Work instructions
Copy the data exactly as it appears, and do not include any pictures.

Supplied records

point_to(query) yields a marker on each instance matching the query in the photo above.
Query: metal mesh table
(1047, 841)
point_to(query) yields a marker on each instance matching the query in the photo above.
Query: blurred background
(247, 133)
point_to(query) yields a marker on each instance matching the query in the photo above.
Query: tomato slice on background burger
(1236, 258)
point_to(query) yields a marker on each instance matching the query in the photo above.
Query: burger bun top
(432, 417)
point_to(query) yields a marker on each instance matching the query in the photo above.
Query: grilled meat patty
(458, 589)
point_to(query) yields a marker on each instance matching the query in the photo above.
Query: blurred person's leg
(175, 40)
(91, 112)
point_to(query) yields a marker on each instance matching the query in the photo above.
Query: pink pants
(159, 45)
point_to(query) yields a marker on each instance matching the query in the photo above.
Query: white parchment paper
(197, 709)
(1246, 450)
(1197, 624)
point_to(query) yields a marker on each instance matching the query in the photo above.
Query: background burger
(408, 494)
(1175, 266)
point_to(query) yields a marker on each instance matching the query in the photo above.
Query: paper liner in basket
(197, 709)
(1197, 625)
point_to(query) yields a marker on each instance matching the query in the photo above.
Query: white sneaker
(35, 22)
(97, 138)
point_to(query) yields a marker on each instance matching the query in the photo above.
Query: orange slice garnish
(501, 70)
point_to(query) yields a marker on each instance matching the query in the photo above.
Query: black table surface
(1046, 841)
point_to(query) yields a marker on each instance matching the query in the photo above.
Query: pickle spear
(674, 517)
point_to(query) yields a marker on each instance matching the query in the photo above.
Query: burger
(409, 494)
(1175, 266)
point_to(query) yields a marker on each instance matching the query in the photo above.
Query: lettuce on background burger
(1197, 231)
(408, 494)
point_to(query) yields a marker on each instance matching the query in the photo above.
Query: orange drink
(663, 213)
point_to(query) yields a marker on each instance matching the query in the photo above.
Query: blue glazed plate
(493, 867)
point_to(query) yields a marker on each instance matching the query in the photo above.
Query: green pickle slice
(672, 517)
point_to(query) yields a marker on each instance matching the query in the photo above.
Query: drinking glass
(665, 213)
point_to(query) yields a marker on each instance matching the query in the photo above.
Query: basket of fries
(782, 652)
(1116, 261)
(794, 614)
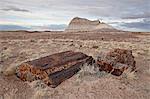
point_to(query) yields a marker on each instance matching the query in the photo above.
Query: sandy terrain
(17, 47)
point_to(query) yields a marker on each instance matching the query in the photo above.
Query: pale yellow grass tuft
(11, 70)
(129, 74)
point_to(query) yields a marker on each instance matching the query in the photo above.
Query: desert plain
(20, 46)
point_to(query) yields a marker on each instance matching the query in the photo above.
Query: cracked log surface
(53, 69)
(116, 61)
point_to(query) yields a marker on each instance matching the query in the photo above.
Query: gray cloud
(54, 11)
(12, 8)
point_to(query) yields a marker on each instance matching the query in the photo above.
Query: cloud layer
(45, 12)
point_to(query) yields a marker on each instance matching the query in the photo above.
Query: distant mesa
(82, 24)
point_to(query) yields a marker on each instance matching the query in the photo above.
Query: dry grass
(11, 70)
(129, 74)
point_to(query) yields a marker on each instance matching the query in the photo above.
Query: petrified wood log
(116, 61)
(53, 69)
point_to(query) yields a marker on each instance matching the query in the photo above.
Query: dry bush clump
(129, 74)
(11, 70)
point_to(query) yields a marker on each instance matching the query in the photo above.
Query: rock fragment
(53, 69)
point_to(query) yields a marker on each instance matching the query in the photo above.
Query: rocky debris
(81, 24)
(53, 69)
(116, 61)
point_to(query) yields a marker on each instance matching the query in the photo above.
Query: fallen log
(116, 61)
(53, 69)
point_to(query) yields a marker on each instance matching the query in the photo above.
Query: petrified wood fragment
(116, 61)
(53, 69)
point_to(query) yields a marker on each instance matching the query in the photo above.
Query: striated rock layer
(81, 24)
(53, 69)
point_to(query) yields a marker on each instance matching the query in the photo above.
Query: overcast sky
(124, 14)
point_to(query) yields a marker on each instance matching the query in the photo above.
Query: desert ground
(20, 46)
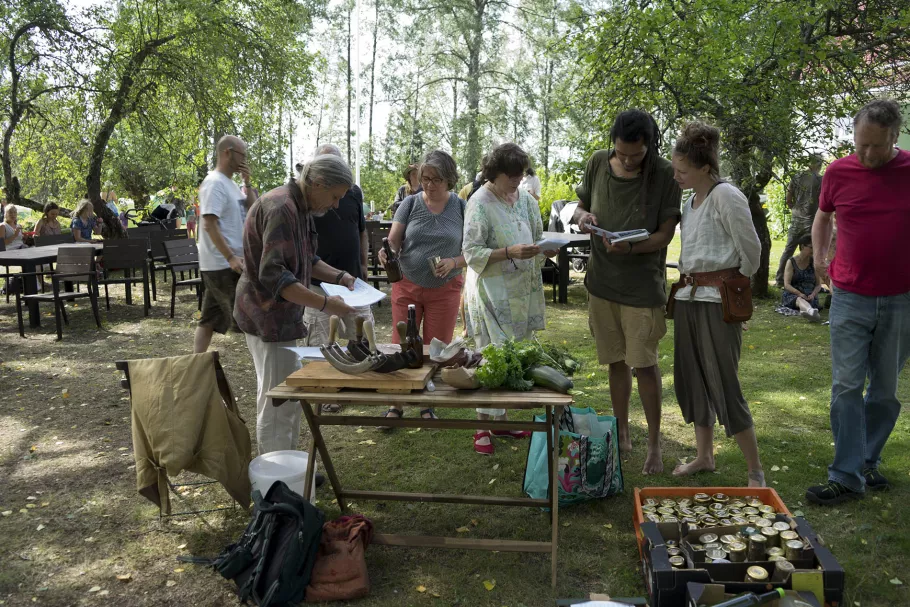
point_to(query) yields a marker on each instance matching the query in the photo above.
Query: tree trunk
(372, 87)
(472, 149)
(120, 108)
(349, 88)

Task response
point_to(query) yields a marker on each instance matching the query in the photo above.
Query: metal mesh table
(1047, 841)
point_to(query) yields a marker on each instance matching the query in the photo above.
Query: blurred background
(247, 133)
point_to(query) yields a marker on each instance matching the query in the photo above.
Query: tomato slice on background burger
(1236, 258)
point_to(query) yields a marker on each instance matching the query in the photo above.
Query: burger bun top
(432, 417)
point_to(query) yields a marker on each instance matching the query in the photo above.
Query: grilled meat patty
(458, 589)
point_to(query) yields a marker on each instance matching the query in the photo above.
Query: blurred person's leg
(175, 40)
(91, 112)
point_to(query) yields a marker on each instance matching the query in the photo above.
Query: pink pants
(159, 45)
point_to(query) yields a marker on each instance matching the query in the photo above.
Query: white parchment paper
(197, 709)
(1246, 450)
(1197, 624)
point_to(query) yields a marker on each instance matching the query in the photo above.
Query: background burger
(408, 494)
(1175, 266)
point_to(query) yields a marker on each instance matching the query in the photo above.
Query: paper liner in basket
(197, 709)
(1197, 625)
point_to(query) yields a marker on each instance matching the query in the photo above.
Query: white sneaker
(35, 22)
(97, 138)
point_to(query) yields a marker on each instance matching the query in the photo above.
Query: orange slice garnish
(501, 70)
point_to(query) yields a marker on each instance matching the query in the photo above.
Query: black table surface
(1046, 841)
point_to(query) yields a marker on each instance matching the query in the photo above.
Query: pickle spear
(674, 517)
point_to(query) yields a marker on each instance matching the query in the photo above.
Query: burger
(409, 494)
(1175, 266)
point_to(query) yields a marker on each instance matching the query in the photo above.
Query: lettuce on background burger
(1197, 231)
(408, 494)
point_to(query) yields a marker on each instance matching the query in the photo above.
Query: orange drink
(663, 213)
point_to(query) yields a marker on each instance matching the query in the photo above.
Query: blue glazed plate
(493, 867)
point_to(query) yields a marker on each instance matching the query in the photo above.
Query: green pickle slice
(672, 517)
point_to(query) yields a marker on each instance matching the query in the photo above.
Query: drinking glass
(665, 213)
point_to(query) yields a marker on each instance matching the query in the photo above.
Query: basket of fries
(782, 652)
(1116, 261)
(794, 614)
point_to(query) yields a marker on each instance matching the query in the photo above.
Query: sandy terrain
(17, 47)
point_to(query) yields a marker on each instance matching the query in the photo above.
Query: pale yellow grass tuft
(11, 70)
(129, 74)
point_to(query) yields a marker on each instance matching the query in the photo above.
Query: desert plain
(20, 46)
point_to(query) yields a marker on each instance matching the query in the photo above.
Query: cracked log surface
(53, 69)
(116, 61)
point_to(query) yields a marker on each instance matching the query in the photo above.
Query: gray cloud
(54, 11)
(12, 8)
point_to(query) yields a marker on each instance matching the query in the photo above.
Query: cloud layer
(45, 12)
point_to(query) yields a marker on each instance matching the query in the photo above.
Query: distant mesa
(82, 24)
point_to(query) yields a marker on each instance matching the query in the photo above.
Query: dry grass
(11, 70)
(129, 74)
point_to(query) yields a marker on each instance matching the query in the photo above.
Query: petrified wood log
(116, 61)
(53, 69)
point_to(query) yields a marker on each instance matching the query in the photo above.
Query: dry bush clump
(129, 74)
(11, 70)
point_to(query) yields a marker on each instance matching the query in the photo above.
Query: rock fragment
(53, 69)
point_to(query) yields a marker on each instance matching the query in the photo above.
Query: rocky debris
(81, 24)
(53, 69)
(116, 61)
point_to(query) yields a marker on each instance matching the query in the photo above.
Query: fallen log
(116, 61)
(53, 69)
point_to(query) yields a marker on each instance matching the query in the photo above.
Query: petrified wood fragment
(116, 61)
(53, 69)
point_to(query) yields a marker on each instance matching the query in the photo above.
Query: striated rock layer
(81, 24)
(53, 69)
point_to(query) yields a marker on each instance matching the query in the photo above.
Query: overcast sky
(124, 14)
point_to(query) yields a marker on each instance matching the query in the photo above.
Query: desert ground
(20, 46)
point_to(query) yields a marker on each instance matching the query in the photo above.
Query: tree trunk
(372, 87)
(472, 149)
(120, 108)
(349, 88)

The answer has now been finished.